### REQUIREMENT
Swap "instance" for "occurrence" everywhere it occurs in the items below, and leave every other word and line unchanged.

### DATA TO PROCESS
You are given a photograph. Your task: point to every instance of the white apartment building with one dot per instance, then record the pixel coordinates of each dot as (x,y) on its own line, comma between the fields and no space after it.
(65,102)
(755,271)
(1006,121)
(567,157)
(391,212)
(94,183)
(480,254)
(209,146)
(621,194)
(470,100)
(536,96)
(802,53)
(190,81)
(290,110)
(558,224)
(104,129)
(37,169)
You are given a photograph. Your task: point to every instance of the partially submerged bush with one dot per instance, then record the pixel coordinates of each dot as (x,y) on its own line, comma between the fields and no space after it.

### COMPLETE RESPONSE
You are given a photograph. Your task: point to every occurrence of the white apartment building with one dot per occurrence, then record the pixel coordinates of each dot as (x,y) on its own line, comma between the fields and no space after it.
(65,102)
(755,271)
(1006,121)
(567,157)
(391,212)
(94,183)
(480,254)
(209,146)
(621,194)
(470,100)
(536,96)
(802,53)
(190,81)
(290,110)
(558,224)
(104,129)
(37,169)
You are given a photograph. Your task: point to every occurrence of the partially submerged bush with one dot per occurrence, then record the pixel coordinates of each dot as (x,y) on its own line, comma between the fields and no space after it.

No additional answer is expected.